= Texte fourni =

En écoutant ce matin Thierry Garcin, aux Enjeux internationaux sur France Culture, parler, avec son invité, d’Internet comme «d’un instrument de puissance géopolitique» et du besoin de sa maîtrise par les puissances internationales, ça a titillé mon oreille au moment même où je lisais Christian Rioux dans le Devoir écrire sur les déboires de l’Égypte en minimisant, inversement, l’impact d’Internet, je me suis dit que mon «multitasking» matinal sur les «médias trads» n’était pas si improductif finalement.

Révolution, numérique ou nonÀ la radio, on y disait que « le contrôle d’internet est aussi important que les guerres commerciales et coloniales du 19e siècle» (dixit l’invité, Laurent Bloch, directeur des Systèmes d’information de Paris-Dauphine).

Certains états trouvent ça insupportable, mais n’y peuvent rien (il cite une Europe impuissante devant les Américains qui fabriquent à la fois les logiciels et les matériels qui font marcher Internet), mais d’autres aussi trouvent ça insupportable, mais interviennent pour changer la situation (il cite la Chine qui s’est coupée carrément d’Internet avec un système parallèle de noms de domaines, un « annuaire » d’adresses internet «sinisé»).

La rivalité, maintenant au grand jour, entre la Chine et les États-Unis dans ce domaine, a été ensuite le sujet du reste de l’interview radiophonique (disponible en baladodiffusion pendant quelque temps, ici). Les attaques, organisées, secrètes ou mafieuses, ne sont pas différentes des actes de pirateries en haute mer sur les voies de communication au temps où l’Empire britannique contrôlait les océans.

Aux armes, internautes

Internet est bel et bien une arme stratégique, et commerciale. On en voit les traces notamment avec Wikileaks récemment et la révolution verte en Iran qui ont consacré Twitter comme arme politique de Washington. (Lire mes billets Ligne de démarcation pour comprendre l’assaut étatique contre Wikileaks et Twitter entre dans l’armement stratégique américain, pour les implications politiques dans les médias sociaux).

Que l’Égypte ait coupé Internet il y a quelques jours pour contrecarrer les manifestations en cours démontre probablement la puissance, à double tranchant, d’internet. Dans ce cas-ci, il s’agit d’une «affaire intérieure» et touche principalement la communication et le transfert d’information.

Est-ce que je me trompe, mais n’est-ce pas là la première fois de l’histoire qu’un gouvernement «débranche son peuple»?

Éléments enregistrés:
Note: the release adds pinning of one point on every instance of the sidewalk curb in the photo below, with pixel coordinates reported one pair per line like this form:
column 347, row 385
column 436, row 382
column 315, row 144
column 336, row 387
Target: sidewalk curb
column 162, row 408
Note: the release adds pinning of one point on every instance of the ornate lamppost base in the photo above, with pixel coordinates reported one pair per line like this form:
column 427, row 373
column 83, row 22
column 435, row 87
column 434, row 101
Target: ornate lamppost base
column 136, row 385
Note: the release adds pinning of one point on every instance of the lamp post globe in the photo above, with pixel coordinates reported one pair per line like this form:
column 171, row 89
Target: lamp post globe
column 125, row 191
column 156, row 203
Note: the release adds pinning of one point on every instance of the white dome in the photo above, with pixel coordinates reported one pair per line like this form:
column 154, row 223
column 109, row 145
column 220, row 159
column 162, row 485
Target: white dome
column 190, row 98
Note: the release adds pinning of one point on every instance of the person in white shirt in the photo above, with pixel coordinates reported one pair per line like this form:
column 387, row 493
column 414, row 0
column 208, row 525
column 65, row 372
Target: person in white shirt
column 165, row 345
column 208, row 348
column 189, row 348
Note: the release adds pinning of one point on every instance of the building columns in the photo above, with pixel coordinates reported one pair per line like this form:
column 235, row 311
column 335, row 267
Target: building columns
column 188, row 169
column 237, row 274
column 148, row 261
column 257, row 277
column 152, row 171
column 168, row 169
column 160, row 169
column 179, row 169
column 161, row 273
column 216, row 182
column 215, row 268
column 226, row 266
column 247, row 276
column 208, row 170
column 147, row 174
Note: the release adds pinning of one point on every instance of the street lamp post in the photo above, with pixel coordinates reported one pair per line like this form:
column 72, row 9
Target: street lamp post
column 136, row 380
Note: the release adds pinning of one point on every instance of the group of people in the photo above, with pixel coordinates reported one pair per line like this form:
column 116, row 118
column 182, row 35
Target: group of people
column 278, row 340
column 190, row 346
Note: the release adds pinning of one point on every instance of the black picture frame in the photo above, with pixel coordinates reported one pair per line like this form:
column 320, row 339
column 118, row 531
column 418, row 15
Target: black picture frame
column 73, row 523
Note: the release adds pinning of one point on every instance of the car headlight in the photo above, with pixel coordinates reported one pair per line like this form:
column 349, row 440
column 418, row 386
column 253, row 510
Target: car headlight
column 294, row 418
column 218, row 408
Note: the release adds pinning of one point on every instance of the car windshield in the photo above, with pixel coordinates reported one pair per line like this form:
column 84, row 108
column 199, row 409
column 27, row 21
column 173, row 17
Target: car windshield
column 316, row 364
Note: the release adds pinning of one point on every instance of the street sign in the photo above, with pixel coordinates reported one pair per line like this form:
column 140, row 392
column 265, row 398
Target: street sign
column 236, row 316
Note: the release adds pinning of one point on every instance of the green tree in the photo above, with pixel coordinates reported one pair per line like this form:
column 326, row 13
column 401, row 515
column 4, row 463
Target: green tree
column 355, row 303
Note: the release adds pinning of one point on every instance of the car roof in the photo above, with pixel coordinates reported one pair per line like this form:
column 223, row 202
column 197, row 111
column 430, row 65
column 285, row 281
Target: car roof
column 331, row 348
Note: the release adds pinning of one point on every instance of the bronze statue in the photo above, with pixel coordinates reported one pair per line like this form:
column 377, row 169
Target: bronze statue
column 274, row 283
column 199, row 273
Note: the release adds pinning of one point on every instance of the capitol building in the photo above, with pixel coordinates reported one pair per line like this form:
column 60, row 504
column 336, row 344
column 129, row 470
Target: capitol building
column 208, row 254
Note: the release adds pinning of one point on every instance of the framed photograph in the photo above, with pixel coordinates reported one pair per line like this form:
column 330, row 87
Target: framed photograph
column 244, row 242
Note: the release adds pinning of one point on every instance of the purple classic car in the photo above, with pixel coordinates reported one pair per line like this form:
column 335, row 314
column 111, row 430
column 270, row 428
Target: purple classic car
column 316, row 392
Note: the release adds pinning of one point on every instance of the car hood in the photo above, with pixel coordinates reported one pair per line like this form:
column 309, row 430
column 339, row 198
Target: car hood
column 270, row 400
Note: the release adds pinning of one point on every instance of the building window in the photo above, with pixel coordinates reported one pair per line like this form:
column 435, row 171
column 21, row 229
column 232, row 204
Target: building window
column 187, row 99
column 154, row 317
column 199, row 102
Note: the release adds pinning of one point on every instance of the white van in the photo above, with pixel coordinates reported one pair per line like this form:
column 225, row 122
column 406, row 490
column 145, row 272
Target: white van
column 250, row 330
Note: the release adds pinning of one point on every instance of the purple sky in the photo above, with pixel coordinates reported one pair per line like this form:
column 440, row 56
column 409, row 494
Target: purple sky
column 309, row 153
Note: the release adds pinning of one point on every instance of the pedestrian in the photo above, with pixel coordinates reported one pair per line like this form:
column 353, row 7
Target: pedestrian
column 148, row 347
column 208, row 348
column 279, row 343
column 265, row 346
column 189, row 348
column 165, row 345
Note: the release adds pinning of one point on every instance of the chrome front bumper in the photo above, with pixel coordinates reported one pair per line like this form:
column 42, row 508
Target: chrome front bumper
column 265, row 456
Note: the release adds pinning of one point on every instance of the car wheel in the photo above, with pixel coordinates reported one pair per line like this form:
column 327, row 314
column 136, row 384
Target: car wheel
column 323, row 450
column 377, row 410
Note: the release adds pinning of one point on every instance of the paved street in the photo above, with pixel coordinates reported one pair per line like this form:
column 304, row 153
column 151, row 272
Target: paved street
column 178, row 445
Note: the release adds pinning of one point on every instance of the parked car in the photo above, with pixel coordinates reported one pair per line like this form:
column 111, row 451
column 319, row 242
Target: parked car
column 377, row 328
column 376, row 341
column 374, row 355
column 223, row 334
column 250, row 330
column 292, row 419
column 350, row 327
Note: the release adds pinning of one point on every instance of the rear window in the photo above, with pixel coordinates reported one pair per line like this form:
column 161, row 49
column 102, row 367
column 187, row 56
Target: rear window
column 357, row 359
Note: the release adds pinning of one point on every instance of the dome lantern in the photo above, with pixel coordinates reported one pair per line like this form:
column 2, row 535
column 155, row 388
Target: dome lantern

= Votre tâche =
Recopiez mot pour mot le passage du texte sur Internet et la géopolitique qui commence à « Internet est bel » et se termine à « le transfert d’information. ». Les enregistrements ne jouent aucun rôle ici.

= Réponse complète =
Internet est bel et bien une arme stratégique, et commerciale. On en voit les traces notamment avec Wikileaks récemment et la révolution verte en Iran qui ont consacré Twitter comme arme politique de Washington. (Lire mes billets Ligne de démarcation pour comprendre l’assaut étatique contre Wikileaks et Twitter entre dans l’armement stratégique américain, pour les implications politiques dans les médias sociaux).

Que l’Égypte ait coupé Internet il y a quelques jours pour contrecarrer les manifestations en cours démontre probablement la puissance, à double tranchant, d’internet. Dans ce cas-ci, il s’agit d’une «affaire intérieure» et touche principalement la communication et le transfert d’information.